* **What to produce**
All lines from the one containing "Target: blurred background" through the final line of the entries are to be written out verbatim; no other line is to be included.
Top of Available data
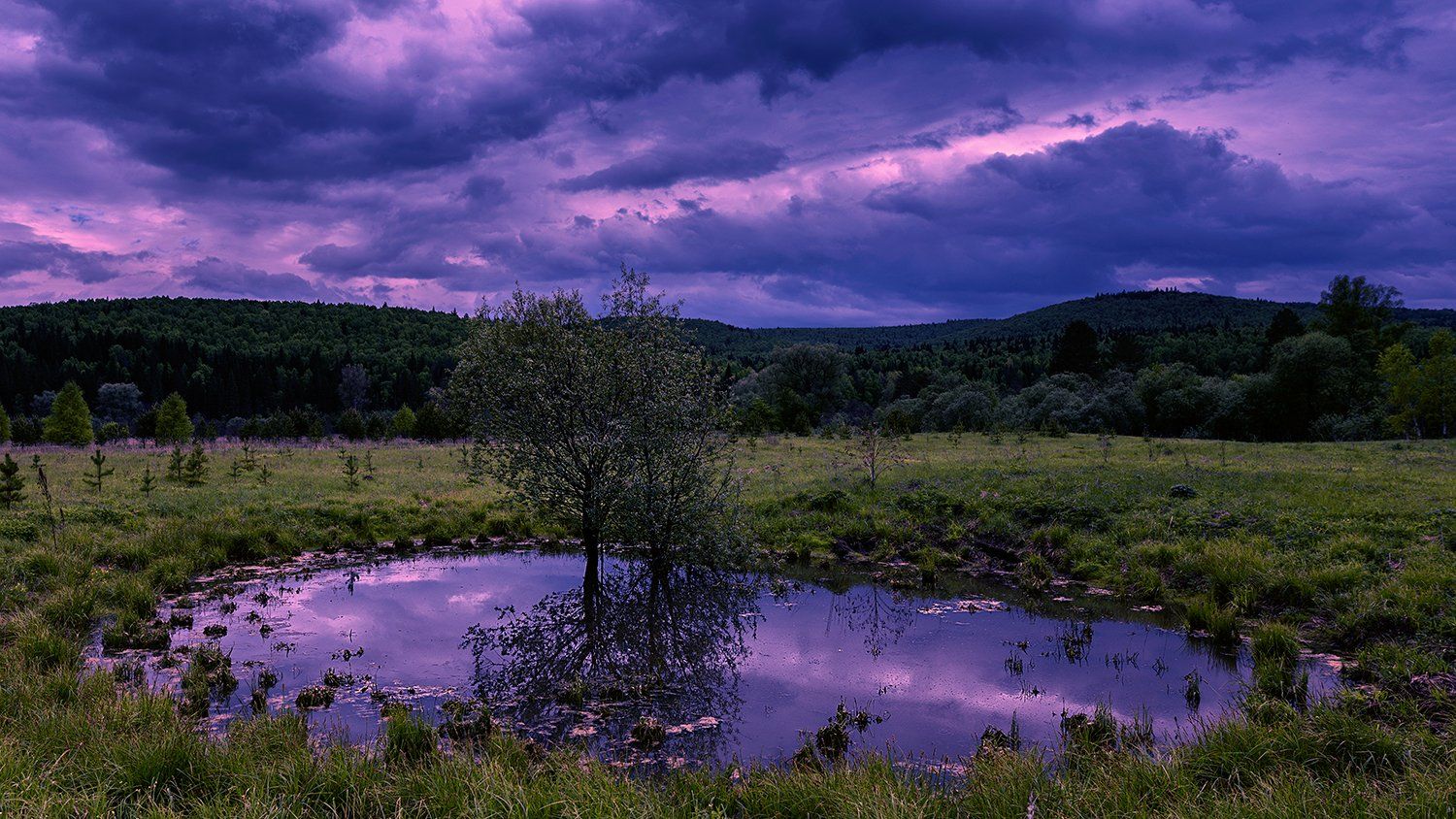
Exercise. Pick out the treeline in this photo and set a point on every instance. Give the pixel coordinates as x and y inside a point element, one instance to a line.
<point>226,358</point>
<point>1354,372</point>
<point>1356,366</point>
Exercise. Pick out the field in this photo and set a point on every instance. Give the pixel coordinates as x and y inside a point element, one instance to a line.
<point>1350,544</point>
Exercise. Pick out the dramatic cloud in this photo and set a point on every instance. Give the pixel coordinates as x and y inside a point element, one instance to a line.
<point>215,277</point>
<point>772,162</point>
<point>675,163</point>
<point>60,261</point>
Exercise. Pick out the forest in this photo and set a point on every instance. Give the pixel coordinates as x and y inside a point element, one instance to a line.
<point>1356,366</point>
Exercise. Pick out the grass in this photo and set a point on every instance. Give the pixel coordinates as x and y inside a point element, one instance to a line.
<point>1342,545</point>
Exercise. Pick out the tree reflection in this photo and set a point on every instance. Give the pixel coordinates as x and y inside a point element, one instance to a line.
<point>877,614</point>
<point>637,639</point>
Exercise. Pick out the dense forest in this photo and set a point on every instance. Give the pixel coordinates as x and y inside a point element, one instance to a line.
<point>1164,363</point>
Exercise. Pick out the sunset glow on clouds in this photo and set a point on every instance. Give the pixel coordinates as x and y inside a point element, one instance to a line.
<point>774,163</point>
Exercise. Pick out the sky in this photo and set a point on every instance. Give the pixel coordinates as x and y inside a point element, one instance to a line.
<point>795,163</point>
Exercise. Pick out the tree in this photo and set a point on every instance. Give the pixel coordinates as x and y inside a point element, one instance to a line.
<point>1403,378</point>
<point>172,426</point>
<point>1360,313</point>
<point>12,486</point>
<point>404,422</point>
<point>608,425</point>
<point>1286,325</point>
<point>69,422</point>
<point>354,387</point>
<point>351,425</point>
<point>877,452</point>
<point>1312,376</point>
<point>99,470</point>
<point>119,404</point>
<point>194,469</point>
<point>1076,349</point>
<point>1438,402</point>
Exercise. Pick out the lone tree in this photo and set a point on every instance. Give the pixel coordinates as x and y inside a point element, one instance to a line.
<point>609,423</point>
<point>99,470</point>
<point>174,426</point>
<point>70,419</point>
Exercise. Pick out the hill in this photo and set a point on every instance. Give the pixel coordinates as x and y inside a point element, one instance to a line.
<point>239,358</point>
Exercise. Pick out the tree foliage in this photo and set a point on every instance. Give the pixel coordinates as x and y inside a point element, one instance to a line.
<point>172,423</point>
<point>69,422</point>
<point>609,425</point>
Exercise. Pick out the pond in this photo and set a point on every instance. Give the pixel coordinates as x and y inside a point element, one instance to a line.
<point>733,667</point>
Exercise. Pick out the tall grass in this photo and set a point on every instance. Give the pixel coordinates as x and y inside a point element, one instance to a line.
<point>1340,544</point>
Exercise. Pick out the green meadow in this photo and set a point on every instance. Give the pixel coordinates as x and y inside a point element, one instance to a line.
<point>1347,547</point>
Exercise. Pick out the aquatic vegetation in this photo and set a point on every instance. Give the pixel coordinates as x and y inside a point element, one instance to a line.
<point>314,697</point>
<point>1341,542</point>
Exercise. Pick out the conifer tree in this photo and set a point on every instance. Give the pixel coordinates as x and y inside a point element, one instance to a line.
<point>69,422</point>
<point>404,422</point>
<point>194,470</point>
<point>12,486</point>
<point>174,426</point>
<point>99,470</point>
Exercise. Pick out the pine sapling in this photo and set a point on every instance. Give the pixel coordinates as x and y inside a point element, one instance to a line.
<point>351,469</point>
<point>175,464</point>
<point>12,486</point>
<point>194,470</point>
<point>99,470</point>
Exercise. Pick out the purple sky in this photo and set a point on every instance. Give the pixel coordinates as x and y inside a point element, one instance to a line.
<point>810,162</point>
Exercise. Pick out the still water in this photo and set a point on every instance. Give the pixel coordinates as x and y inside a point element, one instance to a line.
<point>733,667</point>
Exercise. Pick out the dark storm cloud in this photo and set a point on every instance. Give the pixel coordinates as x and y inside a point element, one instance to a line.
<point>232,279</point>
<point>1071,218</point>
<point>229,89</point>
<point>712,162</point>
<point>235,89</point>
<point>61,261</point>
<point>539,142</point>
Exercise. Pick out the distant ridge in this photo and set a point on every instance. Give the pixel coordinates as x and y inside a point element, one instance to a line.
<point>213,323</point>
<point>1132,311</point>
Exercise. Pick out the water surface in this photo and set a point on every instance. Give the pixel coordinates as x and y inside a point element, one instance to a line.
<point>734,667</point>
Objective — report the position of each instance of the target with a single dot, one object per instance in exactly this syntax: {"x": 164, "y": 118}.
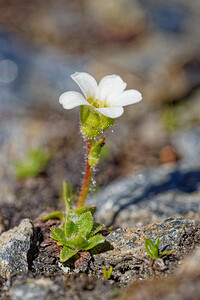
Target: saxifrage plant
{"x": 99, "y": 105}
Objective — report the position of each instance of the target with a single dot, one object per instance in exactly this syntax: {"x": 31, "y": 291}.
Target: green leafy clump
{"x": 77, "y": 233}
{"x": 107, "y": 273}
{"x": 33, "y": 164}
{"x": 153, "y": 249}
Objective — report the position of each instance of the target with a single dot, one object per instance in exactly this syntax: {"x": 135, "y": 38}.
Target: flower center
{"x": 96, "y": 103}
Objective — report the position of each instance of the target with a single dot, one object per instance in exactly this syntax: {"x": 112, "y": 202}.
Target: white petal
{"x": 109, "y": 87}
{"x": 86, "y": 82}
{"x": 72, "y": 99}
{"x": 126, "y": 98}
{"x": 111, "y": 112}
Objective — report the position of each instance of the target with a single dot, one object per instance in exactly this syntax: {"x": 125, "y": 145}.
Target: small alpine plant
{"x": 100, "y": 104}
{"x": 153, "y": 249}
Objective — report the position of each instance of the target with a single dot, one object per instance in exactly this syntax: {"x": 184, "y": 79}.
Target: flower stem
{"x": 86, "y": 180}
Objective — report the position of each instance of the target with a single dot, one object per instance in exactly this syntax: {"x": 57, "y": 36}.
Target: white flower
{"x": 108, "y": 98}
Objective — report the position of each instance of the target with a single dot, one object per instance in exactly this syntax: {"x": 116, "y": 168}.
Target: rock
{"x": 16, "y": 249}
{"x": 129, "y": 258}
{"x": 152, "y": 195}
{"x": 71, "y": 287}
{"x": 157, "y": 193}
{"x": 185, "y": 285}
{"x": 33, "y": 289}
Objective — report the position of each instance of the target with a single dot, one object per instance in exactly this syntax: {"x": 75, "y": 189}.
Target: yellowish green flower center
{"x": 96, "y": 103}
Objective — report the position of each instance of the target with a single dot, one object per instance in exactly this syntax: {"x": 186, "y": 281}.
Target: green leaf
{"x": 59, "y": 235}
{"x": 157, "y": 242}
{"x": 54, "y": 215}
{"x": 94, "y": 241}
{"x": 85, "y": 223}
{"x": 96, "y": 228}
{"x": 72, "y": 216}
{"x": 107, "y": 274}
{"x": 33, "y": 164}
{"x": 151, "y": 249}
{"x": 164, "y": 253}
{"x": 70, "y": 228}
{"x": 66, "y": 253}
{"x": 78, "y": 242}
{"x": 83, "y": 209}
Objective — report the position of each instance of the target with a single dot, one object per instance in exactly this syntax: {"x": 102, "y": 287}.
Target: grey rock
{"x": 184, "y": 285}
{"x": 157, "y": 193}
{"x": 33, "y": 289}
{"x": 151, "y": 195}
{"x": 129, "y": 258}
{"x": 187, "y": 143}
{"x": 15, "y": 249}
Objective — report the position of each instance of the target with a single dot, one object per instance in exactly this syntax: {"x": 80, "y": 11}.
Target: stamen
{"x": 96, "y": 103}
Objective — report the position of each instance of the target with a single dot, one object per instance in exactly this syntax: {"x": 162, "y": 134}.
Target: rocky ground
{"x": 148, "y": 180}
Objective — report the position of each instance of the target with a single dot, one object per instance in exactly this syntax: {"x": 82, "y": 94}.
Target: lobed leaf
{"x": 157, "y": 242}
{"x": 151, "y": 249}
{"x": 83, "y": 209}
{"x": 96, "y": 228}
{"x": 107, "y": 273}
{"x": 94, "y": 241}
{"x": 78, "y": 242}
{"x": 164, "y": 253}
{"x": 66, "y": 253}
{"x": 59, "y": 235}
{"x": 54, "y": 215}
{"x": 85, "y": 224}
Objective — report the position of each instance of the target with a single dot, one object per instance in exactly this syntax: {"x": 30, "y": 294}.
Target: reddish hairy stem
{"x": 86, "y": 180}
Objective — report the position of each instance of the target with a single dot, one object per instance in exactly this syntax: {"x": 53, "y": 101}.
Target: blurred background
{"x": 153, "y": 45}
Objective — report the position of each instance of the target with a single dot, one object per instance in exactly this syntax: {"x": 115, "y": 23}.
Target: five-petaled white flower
Bottom of Available data
* **The answer**
Target: blurred background
{"x": 153, "y": 45}
Objective — report the position of each instance of the target with a single dot, one object per instance in exactly this syntax: {"x": 115, "y": 23}.
Target: five-petaled white flower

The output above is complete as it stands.